SOURCE MATERIAL —
┌────────
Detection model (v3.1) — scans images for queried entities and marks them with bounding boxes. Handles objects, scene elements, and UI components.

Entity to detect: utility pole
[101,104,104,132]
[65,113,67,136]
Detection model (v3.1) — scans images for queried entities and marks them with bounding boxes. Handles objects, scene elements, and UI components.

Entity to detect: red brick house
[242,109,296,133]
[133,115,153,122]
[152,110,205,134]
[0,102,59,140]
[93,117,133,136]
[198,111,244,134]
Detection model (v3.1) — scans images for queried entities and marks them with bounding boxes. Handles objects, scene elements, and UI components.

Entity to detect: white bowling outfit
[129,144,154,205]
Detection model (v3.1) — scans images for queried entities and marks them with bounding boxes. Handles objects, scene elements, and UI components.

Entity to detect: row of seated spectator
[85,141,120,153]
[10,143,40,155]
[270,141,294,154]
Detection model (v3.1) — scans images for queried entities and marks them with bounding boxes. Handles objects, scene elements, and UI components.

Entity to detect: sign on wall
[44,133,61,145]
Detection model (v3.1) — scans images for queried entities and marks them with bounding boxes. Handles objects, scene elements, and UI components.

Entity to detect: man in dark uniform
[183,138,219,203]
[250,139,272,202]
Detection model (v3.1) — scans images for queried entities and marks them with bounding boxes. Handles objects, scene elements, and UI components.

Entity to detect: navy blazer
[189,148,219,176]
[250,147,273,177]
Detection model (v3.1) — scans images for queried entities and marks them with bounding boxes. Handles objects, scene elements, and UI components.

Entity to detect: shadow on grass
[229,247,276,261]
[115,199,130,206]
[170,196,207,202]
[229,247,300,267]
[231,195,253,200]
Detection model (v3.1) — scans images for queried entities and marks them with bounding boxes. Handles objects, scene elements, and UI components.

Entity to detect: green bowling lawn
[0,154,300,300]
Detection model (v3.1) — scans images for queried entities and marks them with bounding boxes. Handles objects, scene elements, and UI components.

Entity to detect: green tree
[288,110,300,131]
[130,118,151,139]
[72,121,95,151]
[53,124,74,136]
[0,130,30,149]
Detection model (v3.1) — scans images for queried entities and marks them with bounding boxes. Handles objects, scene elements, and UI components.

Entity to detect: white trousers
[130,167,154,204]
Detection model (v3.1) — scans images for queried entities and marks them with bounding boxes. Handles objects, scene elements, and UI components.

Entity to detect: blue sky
└────────
INSTRUCTION —
Write out the records line for line without any change, beginning with the very first line and stopping after the line that contains "[44,133,61,145]".

RESPONSE TO THE TASK —
Detection model (v3.1) — scans images for queried entities and marks them with bounding boxes. Handles objects, scene elements, and UI components.

Entity to detect: utility pole
[101,104,104,132]
[65,113,67,136]
Detection model (v3.1) — scans images for queried entities and marks them with bounding boxes. Handles objects, scene elements, and UI components.

Entity to detect: red brick house
[242,109,296,133]
[133,115,153,122]
[152,110,205,134]
[0,102,59,140]
[93,117,133,136]
[198,111,244,134]
Detection model (v3.1) — scans images for queried entities and marks them with bounding boxes. Handles objects, scene elements, and UI components.

Entity to detect: white bowling outfit
[129,144,154,205]
Detection model (v3.1) — scans images for queried entities and marks them with bounding boxes. Handles objects, scene elements, and UI components.

Entity to detect: row of seated spectator
[85,141,120,153]
[10,143,40,155]
[270,141,294,154]
Detection model (v3.1) — scans images for queried entities and marks them with bounding boxes. Handles objects, scene elements, and UI components.

Entity to detect: sign on wall
[44,133,61,145]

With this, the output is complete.